## TASK STATEMENT
List each line in the records below that contains the word "building". Case counts.

## DATA TO USE

* start *

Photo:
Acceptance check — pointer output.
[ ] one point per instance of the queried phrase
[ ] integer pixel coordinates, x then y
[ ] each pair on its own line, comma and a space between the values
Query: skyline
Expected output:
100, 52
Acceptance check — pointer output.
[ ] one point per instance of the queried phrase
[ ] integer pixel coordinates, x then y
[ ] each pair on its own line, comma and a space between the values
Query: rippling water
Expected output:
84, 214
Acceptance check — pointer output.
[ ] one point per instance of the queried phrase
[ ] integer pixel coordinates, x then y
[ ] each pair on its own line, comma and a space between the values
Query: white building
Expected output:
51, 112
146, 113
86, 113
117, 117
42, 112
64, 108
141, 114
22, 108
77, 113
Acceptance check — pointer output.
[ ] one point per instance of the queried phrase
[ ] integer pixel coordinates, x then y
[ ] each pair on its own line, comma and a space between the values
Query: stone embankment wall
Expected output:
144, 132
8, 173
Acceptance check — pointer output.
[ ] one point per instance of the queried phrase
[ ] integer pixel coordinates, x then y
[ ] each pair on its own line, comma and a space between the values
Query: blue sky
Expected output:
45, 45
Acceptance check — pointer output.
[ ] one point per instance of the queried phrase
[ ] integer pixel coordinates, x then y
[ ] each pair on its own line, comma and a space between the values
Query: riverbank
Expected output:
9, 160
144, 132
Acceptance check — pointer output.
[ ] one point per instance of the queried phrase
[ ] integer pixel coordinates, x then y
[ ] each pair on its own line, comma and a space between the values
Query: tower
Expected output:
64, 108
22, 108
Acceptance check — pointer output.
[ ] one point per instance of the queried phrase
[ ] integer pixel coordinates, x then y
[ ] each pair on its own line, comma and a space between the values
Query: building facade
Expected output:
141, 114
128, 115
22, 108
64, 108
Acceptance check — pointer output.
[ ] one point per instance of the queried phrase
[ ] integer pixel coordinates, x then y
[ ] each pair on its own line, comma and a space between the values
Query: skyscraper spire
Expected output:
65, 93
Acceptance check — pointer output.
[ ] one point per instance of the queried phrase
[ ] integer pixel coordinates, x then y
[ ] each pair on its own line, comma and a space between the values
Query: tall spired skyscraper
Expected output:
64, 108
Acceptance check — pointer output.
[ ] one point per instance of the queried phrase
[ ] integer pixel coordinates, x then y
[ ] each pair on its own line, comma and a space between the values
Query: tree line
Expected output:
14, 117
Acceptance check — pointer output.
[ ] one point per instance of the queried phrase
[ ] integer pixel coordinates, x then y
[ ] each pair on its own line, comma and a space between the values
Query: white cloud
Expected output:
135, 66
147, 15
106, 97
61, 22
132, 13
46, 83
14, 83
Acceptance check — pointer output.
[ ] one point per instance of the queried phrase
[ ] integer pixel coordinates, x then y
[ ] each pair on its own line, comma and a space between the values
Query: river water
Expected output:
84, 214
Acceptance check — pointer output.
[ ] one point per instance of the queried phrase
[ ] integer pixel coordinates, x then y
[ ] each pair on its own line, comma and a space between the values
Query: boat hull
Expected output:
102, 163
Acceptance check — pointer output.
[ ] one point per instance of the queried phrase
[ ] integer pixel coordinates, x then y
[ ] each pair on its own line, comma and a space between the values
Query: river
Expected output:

* end *

## FINISHED ANSWER
Query: white building
Query: building facade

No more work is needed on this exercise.